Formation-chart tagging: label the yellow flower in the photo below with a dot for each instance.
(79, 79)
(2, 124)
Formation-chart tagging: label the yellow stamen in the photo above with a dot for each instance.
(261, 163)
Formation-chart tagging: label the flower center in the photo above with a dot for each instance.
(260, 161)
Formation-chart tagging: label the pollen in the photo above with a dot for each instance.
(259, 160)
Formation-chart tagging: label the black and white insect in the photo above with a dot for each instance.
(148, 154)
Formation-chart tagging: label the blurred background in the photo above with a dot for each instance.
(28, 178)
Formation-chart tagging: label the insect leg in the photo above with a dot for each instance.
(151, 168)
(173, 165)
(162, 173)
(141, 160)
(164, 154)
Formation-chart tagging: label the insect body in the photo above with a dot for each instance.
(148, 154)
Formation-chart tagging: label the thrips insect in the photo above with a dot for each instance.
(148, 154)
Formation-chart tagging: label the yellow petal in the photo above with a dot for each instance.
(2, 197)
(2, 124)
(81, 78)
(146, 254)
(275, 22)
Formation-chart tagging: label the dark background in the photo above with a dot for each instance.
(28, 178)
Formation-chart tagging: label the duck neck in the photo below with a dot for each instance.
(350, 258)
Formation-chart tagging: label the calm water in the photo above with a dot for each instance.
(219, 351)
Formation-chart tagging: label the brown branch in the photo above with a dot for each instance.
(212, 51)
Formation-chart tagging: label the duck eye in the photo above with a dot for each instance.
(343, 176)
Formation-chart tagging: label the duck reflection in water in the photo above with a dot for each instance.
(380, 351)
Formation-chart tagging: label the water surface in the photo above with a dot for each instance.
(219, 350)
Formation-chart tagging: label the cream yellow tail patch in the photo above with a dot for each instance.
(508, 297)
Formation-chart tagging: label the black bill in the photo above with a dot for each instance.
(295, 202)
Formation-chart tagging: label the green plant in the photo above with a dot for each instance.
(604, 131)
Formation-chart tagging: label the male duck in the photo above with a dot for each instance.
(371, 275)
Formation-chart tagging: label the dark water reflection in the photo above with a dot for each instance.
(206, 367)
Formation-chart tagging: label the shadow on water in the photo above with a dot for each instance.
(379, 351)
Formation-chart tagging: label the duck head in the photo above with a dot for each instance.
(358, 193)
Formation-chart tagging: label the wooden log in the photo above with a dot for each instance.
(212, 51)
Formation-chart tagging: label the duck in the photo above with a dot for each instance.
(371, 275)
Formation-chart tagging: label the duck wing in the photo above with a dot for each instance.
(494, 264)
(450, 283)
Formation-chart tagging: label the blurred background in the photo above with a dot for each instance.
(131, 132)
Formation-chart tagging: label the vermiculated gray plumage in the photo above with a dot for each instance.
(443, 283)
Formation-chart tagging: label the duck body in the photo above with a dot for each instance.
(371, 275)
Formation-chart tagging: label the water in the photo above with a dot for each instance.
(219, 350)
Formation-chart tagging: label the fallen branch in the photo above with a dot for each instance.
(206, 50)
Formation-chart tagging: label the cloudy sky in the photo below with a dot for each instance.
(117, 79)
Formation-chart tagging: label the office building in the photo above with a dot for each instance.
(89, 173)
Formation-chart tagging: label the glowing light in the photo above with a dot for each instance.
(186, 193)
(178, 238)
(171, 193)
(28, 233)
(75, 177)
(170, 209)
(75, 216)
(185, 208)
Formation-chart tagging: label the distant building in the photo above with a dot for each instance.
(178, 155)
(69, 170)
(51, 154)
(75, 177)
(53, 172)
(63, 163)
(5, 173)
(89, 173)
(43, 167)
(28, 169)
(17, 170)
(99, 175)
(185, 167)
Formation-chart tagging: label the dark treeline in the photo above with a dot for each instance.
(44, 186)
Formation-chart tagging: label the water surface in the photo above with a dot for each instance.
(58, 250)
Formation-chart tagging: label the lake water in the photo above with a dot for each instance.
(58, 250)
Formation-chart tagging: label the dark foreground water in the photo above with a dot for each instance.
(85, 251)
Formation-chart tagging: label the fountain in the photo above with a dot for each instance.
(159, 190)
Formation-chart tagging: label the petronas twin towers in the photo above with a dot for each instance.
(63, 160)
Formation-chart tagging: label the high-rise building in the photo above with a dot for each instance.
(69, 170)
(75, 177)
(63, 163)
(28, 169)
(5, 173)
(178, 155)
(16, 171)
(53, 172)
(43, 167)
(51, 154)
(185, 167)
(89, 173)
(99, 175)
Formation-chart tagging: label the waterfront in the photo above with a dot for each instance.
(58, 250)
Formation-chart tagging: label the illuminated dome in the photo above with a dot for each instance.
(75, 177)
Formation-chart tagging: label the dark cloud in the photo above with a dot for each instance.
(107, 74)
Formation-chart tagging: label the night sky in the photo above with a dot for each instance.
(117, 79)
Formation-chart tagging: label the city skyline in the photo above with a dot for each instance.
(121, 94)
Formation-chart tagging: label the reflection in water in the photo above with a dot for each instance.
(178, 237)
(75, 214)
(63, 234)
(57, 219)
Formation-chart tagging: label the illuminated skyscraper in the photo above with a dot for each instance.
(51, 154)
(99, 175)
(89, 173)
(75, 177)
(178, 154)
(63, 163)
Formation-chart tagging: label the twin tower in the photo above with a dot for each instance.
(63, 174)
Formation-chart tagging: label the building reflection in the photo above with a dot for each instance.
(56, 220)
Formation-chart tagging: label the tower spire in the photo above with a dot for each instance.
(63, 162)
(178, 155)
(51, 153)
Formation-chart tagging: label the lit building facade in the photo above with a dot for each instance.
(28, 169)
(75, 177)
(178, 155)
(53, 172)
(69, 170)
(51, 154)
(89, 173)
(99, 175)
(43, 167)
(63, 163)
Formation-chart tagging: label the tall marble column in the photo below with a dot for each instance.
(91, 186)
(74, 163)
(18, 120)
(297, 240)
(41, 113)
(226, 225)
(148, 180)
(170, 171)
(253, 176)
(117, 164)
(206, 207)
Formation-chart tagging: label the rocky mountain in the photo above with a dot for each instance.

Your instructions:
With the line containing "Formation-chart tagging: label the reflection" as the start, transcribe each line through the end of the listing above, exactly and only.

Solution to the exercise:
Formation-chart tagging: label the reflection in water in the photo above with a dot for each instance.
(178, 237)
(75, 214)
(63, 234)
(57, 219)
Formation-chart tagging: label the illuminated skyscraper in the photo above with a dot for each instance.
(51, 154)
(99, 175)
(89, 173)
(75, 177)
(178, 154)
(63, 163)
Formation-chart tagging: label the twin tower in the photo above with a dot for each instance.
(63, 174)
Formation-chart tagging: label the building reflection in the photo above with a dot for each instance.
(56, 220)
Formation-chart tagging: label the tower spire in the photo above with a dot for each instance.
(63, 162)
(178, 155)
(51, 153)
Formation-chart tagging: label the lit building facade in the photo above with a dot for each instance.
(28, 169)
(75, 177)
(178, 155)
(53, 172)
(69, 170)
(51, 154)
(89, 173)
(99, 175)
(43, 167)
(63, 163)
Formation-chart tagging: label the tall marble column in the photo below with a dot for each instance.
(91, 186)
(74, 163)
(18, 120)
(297, 240)
(41, 113)
(226, 225)
(148, 180)
(170, 171)
(253, 176)
(117, 164)
(206, 207)
Formation-chart tagging: label the rocky mountain in the photo above with a dot for each instance.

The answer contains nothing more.